- _Assignment_
Repeat all of the records word for word, but skip any picture.

*****

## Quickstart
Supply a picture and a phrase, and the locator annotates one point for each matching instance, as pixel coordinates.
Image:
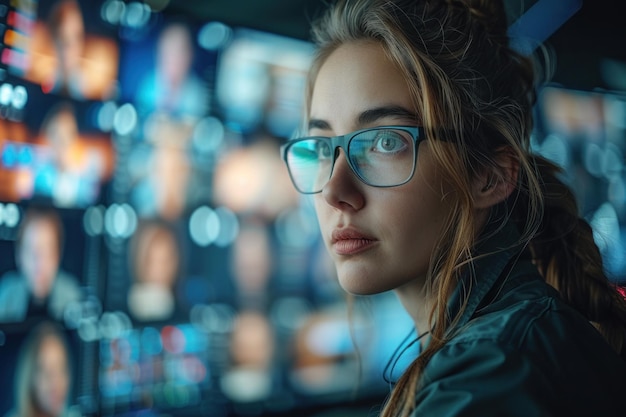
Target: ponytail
(568, 258)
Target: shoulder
(527, 353)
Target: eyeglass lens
(379, 157)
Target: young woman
(417, 150)
(43, 374)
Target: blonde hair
(464, 77)
(26, 370)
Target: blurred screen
(193, 276)
(585, 133)
(59, 66)
(64, 46)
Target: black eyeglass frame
(343, 141)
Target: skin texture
(388, 233)
(51, 383)
(39, 256)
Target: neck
(414, 300)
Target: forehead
(356, 77)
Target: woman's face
(379, 238)
(51, 383)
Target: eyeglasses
(381, 157)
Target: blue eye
(388, 141)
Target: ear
(496, 183)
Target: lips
(350, 241)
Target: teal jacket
(519, 350)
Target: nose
(344, 190)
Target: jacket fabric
(519, 350)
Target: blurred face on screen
(160, 260)
(51, 382)
(39, 256)
(70, 37)
(175, 54)
(62, 133)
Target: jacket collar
(499, 247)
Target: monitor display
(585, 133)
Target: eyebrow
(370, 116)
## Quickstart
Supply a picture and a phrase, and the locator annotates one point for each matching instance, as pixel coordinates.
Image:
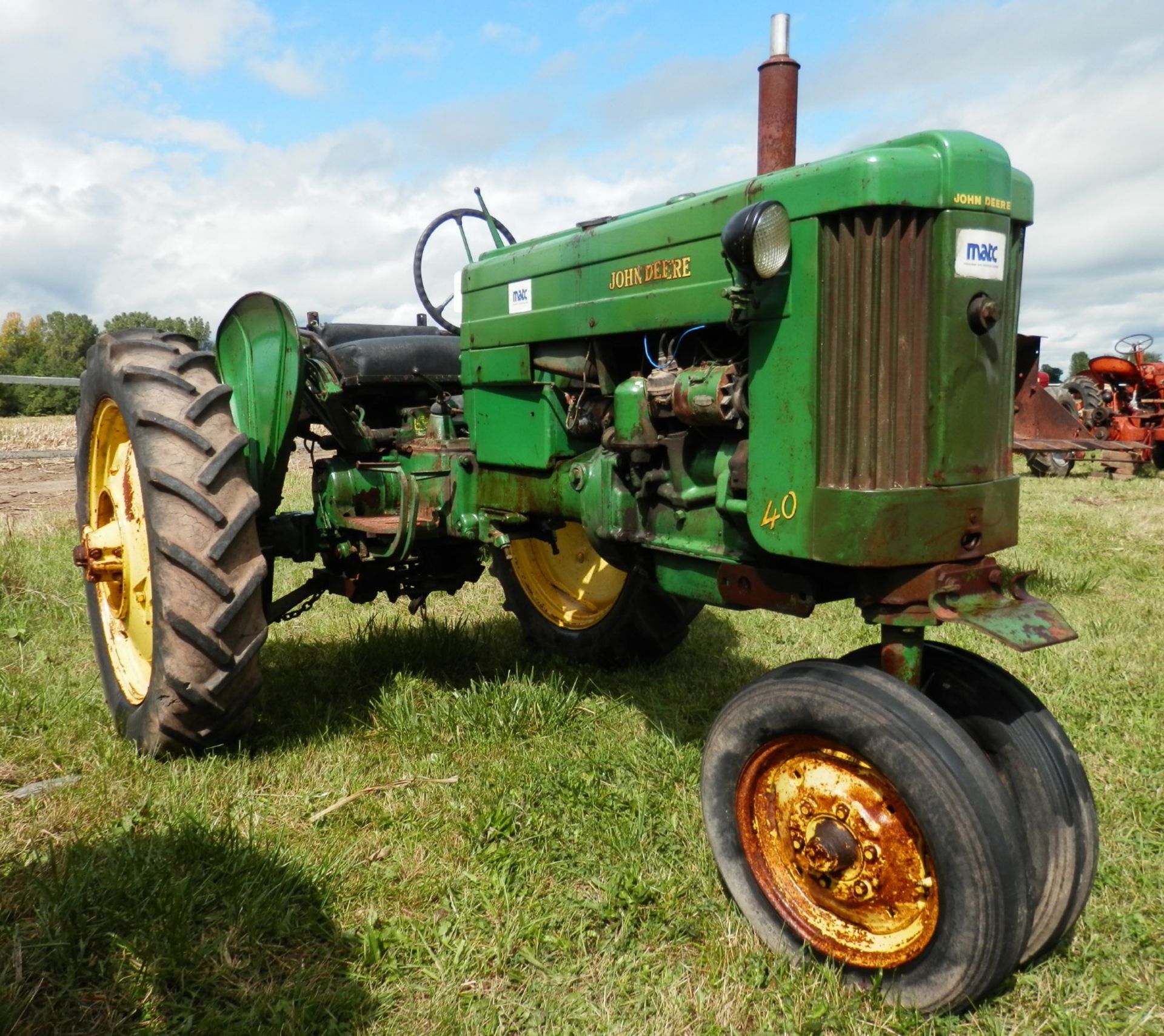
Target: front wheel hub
(837, 852)
(115, 552)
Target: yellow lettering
(658, 270)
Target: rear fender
(259, 355)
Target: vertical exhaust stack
(778, 102)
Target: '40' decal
(787, 509)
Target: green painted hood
(669, 255)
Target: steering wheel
(457, 216)
(1133, 344)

*****

- _Exercise response_
## Quickstart
Supply a picture and a phrase, and the locator annotates one point for each matching instance, as pixel coordinates.
Image:
Target: ponytail
(568, 258)
Target: shoulder
(527, 353)
Target: eyeglass lens
(379, 157)
Target: young woman
(417, 150)
(43, 374)
Target: blonde hair
(464, 77)
(26, 370)
Target: blurred screen
(193, 276)
(585, 133)
(59, 66)
(64, 46)
Target: black eyeglass frame
(343, 141)
Target: skin texture
(388, 233)
(51, 383)
(39, 256)
Target: neck
(414, 300)
Target: forehead
(356, 77)
Target: woman's face
(379, 238)
(51, 383)
Target: eyeglasses
(381, 157)
Target: blue eye
(388, 141)
Target: ear
(496, 183)
Target: lips
(350, 241)
Target: teal jacket
(519, 350)
Target: nose
(344, 190)
Target: jacket fabric
(519, 350)
Target: blurred face on screen
(160, 260)
(51, 382)
(39, 256)
(70, 37)
(175, 54)
(62, 133)
Target: jacket collar
(499, 247)
Target: monitor display
(585, 133)
Target: eyebrow
(370, 116)
## Quickstart
Supply a picture and a phrase, and the locator annotates one point for each matching instance, as pixel coordinates.
Image:
Target: front wheel hub
(837, 852)
(115, 552)
Target: yellow lettering
(658, 270)
Target: rear fender
(259, 355)
Target: vertical exhaust stack
(778, 102)
Target: '40' decal
(787, 509)
Target: green painted hood
(669, 255)
Target: steering wheel
(457, 216)
(1133, 344)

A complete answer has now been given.